◆ Objective:
Find "For the evaluation set, tag every instance of the truck" in the material below, then copy that line and every subsequent line to the end, exactly.

◆ Provided material:
◇ ◇ ◇ ◇ ◇

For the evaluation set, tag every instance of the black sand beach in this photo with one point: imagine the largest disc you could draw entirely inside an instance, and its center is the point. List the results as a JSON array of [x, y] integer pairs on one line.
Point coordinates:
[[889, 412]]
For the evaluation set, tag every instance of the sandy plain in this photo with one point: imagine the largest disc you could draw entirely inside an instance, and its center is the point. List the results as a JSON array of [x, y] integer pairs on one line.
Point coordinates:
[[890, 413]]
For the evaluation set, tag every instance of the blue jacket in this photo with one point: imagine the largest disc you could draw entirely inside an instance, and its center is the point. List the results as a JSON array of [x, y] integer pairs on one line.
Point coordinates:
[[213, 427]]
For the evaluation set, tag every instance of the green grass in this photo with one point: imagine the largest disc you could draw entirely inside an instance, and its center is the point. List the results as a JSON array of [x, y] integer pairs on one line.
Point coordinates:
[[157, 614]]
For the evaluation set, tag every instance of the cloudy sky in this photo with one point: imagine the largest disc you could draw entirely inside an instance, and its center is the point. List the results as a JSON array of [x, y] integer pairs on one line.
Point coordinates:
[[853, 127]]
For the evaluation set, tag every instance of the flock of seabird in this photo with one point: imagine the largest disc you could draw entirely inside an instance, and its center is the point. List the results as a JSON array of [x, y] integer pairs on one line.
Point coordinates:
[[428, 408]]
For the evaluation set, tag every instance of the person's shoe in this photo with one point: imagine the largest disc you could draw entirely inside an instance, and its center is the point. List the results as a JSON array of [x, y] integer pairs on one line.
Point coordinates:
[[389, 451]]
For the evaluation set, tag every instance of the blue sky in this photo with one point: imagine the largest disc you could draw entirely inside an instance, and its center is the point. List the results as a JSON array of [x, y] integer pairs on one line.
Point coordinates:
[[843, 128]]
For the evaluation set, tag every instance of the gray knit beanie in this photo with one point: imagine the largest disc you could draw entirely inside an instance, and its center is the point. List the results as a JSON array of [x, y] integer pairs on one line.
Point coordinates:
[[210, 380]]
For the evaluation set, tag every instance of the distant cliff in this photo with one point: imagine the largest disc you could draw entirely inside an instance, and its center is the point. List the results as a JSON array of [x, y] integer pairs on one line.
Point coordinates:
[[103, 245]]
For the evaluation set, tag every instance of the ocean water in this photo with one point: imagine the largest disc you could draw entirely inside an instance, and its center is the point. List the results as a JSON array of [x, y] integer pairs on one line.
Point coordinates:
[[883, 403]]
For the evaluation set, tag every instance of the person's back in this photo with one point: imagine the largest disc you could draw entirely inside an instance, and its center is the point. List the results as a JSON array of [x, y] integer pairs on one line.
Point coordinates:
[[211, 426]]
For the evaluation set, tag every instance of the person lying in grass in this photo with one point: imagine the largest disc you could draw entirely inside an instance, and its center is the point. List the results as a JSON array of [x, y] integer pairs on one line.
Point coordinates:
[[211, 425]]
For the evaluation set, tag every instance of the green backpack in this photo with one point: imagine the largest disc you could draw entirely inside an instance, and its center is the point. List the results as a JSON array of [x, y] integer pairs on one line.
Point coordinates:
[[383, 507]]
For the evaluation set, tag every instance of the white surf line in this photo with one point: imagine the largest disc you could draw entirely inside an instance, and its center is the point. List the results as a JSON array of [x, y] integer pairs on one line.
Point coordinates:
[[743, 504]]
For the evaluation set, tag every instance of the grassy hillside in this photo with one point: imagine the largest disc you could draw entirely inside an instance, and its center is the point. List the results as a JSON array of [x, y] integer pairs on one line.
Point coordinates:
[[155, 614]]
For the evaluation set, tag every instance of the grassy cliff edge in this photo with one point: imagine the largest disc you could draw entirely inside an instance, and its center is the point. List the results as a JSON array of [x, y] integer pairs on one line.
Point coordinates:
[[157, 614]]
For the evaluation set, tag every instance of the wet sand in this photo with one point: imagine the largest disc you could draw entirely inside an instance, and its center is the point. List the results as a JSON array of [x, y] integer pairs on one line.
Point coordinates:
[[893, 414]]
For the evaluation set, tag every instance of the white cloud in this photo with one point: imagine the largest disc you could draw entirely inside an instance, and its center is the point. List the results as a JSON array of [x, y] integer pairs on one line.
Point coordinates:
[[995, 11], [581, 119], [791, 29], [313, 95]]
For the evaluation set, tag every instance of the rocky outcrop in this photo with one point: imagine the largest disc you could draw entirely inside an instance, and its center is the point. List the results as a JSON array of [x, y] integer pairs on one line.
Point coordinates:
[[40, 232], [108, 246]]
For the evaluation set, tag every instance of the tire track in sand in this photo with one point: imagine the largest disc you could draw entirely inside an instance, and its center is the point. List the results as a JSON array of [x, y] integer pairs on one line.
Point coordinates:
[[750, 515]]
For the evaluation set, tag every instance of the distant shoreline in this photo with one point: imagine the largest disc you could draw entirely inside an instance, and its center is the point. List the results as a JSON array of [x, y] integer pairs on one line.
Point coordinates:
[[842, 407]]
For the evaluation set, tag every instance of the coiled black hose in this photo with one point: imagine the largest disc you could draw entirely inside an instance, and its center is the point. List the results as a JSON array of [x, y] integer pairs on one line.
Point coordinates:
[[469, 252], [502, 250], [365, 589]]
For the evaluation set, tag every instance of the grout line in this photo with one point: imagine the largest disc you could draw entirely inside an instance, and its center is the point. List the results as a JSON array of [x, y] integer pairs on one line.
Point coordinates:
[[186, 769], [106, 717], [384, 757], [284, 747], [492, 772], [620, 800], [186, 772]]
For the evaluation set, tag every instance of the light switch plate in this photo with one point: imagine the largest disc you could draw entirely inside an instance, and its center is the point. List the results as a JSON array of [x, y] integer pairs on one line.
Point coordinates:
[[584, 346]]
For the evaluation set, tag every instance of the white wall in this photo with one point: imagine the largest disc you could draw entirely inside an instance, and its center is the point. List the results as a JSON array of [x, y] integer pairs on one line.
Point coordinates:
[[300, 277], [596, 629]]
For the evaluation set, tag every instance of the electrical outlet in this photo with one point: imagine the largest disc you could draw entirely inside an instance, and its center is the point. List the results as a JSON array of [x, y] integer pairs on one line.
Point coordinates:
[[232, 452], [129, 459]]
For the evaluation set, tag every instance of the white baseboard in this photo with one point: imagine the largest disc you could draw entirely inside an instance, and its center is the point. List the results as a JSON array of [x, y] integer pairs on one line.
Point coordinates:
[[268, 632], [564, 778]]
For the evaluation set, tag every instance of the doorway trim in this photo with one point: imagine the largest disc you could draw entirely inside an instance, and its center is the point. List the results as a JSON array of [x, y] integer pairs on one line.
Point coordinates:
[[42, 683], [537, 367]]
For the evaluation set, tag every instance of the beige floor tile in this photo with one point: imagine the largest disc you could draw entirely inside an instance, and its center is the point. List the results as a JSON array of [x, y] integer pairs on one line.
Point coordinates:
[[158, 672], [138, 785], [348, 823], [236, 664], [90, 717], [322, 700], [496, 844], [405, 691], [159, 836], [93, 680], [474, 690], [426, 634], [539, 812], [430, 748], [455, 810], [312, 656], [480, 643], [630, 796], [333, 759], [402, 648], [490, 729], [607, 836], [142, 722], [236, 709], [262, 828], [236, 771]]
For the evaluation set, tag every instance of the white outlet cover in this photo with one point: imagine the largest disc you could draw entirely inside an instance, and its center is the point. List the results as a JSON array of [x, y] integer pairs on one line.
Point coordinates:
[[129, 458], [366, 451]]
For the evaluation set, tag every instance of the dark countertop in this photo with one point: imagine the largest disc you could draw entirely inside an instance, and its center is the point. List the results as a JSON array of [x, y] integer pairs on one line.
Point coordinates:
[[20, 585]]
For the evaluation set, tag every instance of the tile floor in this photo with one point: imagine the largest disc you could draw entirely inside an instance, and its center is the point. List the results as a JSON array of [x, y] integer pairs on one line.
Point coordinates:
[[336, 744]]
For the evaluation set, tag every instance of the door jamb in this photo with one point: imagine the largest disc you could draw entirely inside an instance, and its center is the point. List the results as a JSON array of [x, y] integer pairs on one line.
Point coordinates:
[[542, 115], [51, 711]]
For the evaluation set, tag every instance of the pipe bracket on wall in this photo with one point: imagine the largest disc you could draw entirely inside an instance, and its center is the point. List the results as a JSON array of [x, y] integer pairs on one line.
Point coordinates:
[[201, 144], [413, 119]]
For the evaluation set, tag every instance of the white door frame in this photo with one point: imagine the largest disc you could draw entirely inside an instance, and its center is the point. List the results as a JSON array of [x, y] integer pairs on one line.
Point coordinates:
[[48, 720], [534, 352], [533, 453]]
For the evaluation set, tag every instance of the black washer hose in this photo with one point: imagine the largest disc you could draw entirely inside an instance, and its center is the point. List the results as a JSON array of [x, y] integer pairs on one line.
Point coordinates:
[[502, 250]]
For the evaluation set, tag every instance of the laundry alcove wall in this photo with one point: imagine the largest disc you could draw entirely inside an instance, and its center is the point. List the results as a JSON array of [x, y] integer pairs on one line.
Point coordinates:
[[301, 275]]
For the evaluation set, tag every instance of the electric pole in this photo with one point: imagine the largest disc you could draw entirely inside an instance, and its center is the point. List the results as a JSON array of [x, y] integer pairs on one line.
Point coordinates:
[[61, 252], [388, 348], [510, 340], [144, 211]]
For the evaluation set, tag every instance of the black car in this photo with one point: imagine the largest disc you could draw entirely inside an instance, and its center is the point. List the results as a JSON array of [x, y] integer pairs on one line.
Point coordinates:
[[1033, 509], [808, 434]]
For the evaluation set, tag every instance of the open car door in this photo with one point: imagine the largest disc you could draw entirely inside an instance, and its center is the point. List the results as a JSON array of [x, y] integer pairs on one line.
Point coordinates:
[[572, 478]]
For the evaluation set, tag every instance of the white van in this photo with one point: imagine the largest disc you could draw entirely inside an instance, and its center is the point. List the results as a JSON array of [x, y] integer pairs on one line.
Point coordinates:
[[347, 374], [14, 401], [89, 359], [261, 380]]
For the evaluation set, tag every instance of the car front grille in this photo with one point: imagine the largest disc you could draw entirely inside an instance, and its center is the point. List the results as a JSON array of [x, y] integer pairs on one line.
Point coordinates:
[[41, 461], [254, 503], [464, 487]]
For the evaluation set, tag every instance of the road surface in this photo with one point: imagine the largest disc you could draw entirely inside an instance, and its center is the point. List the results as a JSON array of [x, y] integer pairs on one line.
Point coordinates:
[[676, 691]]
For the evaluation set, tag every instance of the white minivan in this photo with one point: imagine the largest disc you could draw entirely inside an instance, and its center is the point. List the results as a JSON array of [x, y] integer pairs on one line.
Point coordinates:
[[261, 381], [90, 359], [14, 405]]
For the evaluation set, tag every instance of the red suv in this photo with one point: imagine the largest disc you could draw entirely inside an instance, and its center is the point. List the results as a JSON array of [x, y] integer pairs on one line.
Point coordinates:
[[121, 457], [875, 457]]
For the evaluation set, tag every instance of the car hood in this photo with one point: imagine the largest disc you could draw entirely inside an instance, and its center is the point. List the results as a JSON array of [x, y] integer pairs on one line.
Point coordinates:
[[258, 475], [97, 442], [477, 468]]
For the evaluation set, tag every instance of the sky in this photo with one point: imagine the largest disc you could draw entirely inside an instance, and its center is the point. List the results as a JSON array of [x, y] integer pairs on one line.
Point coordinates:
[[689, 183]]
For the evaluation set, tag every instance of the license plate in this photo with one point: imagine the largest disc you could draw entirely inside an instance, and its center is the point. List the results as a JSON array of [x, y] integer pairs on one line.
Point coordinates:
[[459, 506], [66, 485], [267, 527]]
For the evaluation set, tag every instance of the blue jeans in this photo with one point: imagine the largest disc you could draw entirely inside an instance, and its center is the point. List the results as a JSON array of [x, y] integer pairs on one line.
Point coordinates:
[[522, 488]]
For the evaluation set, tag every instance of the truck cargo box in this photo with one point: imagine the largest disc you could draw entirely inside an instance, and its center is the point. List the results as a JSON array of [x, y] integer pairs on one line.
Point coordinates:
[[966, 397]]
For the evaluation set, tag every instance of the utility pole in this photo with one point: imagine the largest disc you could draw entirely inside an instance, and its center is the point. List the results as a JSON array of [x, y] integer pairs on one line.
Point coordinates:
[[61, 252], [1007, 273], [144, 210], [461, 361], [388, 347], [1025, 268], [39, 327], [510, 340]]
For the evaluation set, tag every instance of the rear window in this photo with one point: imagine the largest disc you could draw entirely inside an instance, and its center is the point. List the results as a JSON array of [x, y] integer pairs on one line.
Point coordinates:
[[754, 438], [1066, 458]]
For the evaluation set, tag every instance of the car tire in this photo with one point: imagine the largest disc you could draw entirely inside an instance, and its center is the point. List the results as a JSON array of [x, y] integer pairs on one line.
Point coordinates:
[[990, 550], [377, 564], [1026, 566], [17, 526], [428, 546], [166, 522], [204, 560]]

◇ ◇ ◇ ◇ ◇

◆ Final result:
For the evaluation set, tag every instance of the truck cargo box in this photo with one point: imagine the largest disc you could draw entirely inside an instance, and its center is the point. List the results as a JSON array of [x, y] integer pairs on one line.
Point coordinates:
[[966, 397]]
For the evaluation set, tag every instance of the utility pole in this photo with one point: imagine the largest disc you could draw entirely inside an instance, and its center is the point. List the results as a JSON array of [x, y] integer pairs on one line.
Point coordinates:
[[61, 252], [1007, 273], [144, 210], [461, 361], [388, 347], [1025, 268], [39, 327], [510, 340]]
For the evaluation set, tag every instance of the rear window in this photo with one point: imagine the largest disc you could draw entirely inside an instance, and its center is the point. List the results as a JSON array of [x, y] integer pairs on one line.
Point coordinates:
[[754, 438], [1066, 458]]
For the evaluation set, tag every instance of the car tire in this photo with one point: imagine the largest disc you could draw entirely inside an instance, and its center is the point. List the results as a JSON array of [x, y] integer pairs on one line.
Point coordinates:
[[990, 550], [377, 564], [1026, 566], [17, 526], [428, 546], [166, 522], [204, 560]]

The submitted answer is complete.